[START OF SOURCE RECORDS]

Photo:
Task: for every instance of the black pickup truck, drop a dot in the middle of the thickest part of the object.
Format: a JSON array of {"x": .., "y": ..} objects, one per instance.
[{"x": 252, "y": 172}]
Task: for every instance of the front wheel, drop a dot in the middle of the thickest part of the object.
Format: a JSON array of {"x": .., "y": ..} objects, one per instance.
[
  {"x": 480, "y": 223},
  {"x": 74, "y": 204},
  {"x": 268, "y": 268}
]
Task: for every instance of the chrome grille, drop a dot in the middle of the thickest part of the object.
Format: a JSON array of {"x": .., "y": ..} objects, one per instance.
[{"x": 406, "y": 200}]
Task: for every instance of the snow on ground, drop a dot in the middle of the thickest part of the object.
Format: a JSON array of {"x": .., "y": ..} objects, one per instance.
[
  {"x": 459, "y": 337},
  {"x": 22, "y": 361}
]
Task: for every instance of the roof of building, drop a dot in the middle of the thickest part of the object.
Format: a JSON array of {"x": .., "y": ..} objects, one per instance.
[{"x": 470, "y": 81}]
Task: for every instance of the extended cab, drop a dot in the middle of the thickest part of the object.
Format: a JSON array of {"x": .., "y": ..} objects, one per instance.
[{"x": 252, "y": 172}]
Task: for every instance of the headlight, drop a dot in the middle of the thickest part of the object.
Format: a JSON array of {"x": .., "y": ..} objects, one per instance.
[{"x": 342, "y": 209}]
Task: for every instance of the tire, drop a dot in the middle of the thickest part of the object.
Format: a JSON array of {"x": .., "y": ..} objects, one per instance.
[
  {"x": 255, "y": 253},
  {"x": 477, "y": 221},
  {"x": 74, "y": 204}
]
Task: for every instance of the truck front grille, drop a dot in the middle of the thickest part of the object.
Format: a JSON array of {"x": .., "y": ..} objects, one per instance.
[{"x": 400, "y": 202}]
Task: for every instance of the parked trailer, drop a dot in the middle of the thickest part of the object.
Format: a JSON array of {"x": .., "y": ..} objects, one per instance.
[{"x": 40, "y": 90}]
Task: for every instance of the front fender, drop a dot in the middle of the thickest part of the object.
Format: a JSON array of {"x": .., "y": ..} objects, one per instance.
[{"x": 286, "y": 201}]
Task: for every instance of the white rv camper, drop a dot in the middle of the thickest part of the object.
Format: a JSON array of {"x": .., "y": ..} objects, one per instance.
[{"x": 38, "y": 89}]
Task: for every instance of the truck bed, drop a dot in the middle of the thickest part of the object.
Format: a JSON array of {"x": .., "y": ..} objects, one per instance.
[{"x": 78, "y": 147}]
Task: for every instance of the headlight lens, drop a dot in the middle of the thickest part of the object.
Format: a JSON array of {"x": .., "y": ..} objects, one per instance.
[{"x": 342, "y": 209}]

[END OF SOURCE RECORDS]

__SET TASK__. Return the entire listing above verbatim, reproducing every line without any change.

__ANSWER IN FULL__.
Photo:
Task: for every instance of the black pickup truck, drop a dot in the middle of the thickest part of the object.
Format: a JSON array of {"x": .., "y": ..} objects, one per instance.
[{"x": 252, "y": 172}]
Task: for every instance of the front wheel, drop a dot in the middle of the thickest part of the object.
Format: a JSON array of {"x": .., "y": ..} objects, one per instance.
[
  {"x": 480, "y": 223},
  {"x": 74, "y": 204},
  {"x": 268, "y": 268}
]
Task: for every instance of the chrome grille, drop a dot in the middle of the thickest part of the object.
Format: a JSON array of {"x": .., "y": ..} objects, one per instance.
[{"x": 406, "y": 200}]
Task: for every instance of the snow on ground, drop a dot in the middle of the thickest part of the object.
Format: a JSON array of {"x": .., "y": ..} objects, one per instance.
[
  {"x": 459, "y": 337},
  {"x": 22, "y": 361}
]
Task: for every instance of the roof of building, drop a dot in the middle of the thickest part of the object.
Format: a JSON array of {"x": .., "y": ..} objects, one per instance.
[{"x": 470, "y": 81}]
Task: for every instance of the extended cab, drop a dot in the middle of the thickest part of the object.
Format: a JSON array of {"x": .., "y": ..} objects, one per instance.
[{"x": 252, "y": 172}]
Task: for every instance of the headlight, drop a dot in the middle of the thickest part of the object.
Format: a JSON array of {"x": .., "y": ..} objects, one per instance.
[{"x": 342, "y": 209}]
Task: for every instance of the tire, drop a dot in the middle of the thickest part of the object.
Format: a JSON array of {"x": .., "y": ..} objects, one per instance.
[
  {"x": 255, "y": 253},
  {"x": 477, "y": 221},
  {"x": 74, "y": 204}
]
Task: for every instance of the truck front grille, drop a dot in the middle of the thickest part of the object.
Format: a JSON array of {"x": .., "y": ..} objects, one per instance.
[{"x": 400, "y": 202}]
Task: for every instance of the parked trailer, drop a dot in the middle of the thickest part of the object.
Format: a JSON array of {"x": .., "y": ..} objects, one per instance.
[{"x": 40, "y": 90}]
Task: for every instance of the front fender, drop a dot in the middle of the thickest part of the object.
Format: a JSON array of {"x": .., "y": ..} objects, one per instance.
[{"x": 286, "y": 201}]
Task: for every instance of the white rv camper, drop a dot in the middle of the thickest part of the object.
Format: a JSON array of {"x": .., "y": ..} objects, one per instance.
[{"x": 38, "y": 89}]
Task: for every instance of the truck bed, drop a dot in the middle of the thickest part of the object.
Format: a JSON array of {"x": .., "y": ..} objects, one per instance.
[{"x": 78, "y": 147}]
Task: for every instance of the headlight lens, drop a dot in the middle of the thickest part of the object.
Format: a JSON array of {"x": .., "y": ..} objects, one per instance.
[{"x": 342, "y": 209}]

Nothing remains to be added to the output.